> CONSIGNE:
Dites, s'il vous plaît, si chacune des affirmations suivantes concorde avec le texte fourni ci-dessous. Répondez par oui ou non, en citant à l'identique les mots du texte qui tranchent.
(a) Max Monnehay a 25 ans.
(b) Max Monnehay est publiée chez Gallimard.
(c) Selon Christophe Greuet, la comparaison avec l'écrivain belge est usurpée.

Nous évoquions dans notre billet de synthèse sur la rentrée littéraire de septembre 2006, la jeune auteure Max Monnehay, annoncée comme « la nouvelle Amélie Nothomb » par son éditeur Albin Michel qu’elle partage d’ailleurs avec sa célèbre aînée. Cette jeune auteure de 25 ans raconte dans « Corpus Christine » la domination sadique d’une femme sur son mari qu’elle séquestre et martyrise. « Le doute est un sale petit reptile, une simple morsure au doigt et c’est votre pauvre carcasse entière qui y passe », grince-t’elle au détour d’une page. Ce huis-clos oppressant, sur un sujet sombre, troublant et difficile rappelle en effet les thèmes « scabreux » autour de la folie humaine qu’affectionnent l’auteur d’Hygiène de l’assassin (et de « Journal d’hirondelle » en cette rentrée littéraire) et porte, de plus, un titre -alambiqué- très « nothombien »…
Christophe Greuet du site Culture-Café nous signalait son excellente critique sur ce livre.
Selon lui, la comparaison -très marketing- avec l’écrivain belge n’est finalement pas usurpée. On retrouverait la même complexité et la même ambiguité dans le récit et les personnages. La question qui vient aussitôt à l’esprit est bien sûr comment une histoire si cruelle a jailli dans son esprit ? C’est le mécanisme de la domination qui l’a toujours fascinée mais aussi le fait qu’elle avait « une grosse envie de faire souffrir un homme » ! Un roman en forme de revanche ?
Chronique d’un succès annoncé donc… (voir l’interview de Max Monnehay et ses réponses aux questions des lecteurs )
A lire d’urgence : sa critique détaillée !
Lire aussi : la critique « L’amour vache » de Marianne, qui rejoint l’idée (voir ci-dessous) selon laquelle le roman a des petits airs de « Misery ». Extrait : « Dans cet abîme de rancœurs et de solitude, le narrateur se livre à un monologue pascalien à l’issue inévitablement tragique. »

Entrées de pointage d'objets nommés
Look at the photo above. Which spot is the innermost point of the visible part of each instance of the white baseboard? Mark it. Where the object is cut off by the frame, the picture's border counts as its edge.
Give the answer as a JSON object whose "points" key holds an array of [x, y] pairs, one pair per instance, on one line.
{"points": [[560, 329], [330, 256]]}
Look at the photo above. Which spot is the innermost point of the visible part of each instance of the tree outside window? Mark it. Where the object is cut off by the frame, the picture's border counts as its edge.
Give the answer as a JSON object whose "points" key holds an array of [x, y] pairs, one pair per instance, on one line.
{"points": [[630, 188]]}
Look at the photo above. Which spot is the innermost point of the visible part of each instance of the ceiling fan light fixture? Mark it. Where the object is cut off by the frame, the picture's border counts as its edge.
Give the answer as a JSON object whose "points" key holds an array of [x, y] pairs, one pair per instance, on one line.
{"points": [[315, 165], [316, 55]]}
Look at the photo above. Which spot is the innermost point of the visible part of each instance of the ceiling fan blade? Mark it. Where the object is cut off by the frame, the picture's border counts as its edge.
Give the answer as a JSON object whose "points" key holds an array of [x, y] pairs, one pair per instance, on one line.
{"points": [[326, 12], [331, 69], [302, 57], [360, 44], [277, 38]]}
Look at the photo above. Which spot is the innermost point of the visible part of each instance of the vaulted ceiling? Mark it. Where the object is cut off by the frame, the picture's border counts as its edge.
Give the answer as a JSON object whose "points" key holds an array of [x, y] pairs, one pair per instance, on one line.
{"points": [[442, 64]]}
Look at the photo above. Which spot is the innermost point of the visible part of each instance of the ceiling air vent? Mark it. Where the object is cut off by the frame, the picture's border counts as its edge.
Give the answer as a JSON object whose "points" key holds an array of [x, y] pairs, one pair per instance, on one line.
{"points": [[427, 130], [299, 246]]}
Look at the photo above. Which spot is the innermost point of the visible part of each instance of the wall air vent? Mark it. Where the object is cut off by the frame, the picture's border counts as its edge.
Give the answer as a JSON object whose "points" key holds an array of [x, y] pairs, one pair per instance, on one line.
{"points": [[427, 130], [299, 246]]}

> CORRIGÉ:
(a) Oui : « Cette jeune auteure de 25 ans ».
(b) Non : « par son éditeur Albin Michel ».
(c) Non : « la comparaison -très marketing- avec l’écrivain belge n’est finalement pas usurpée ».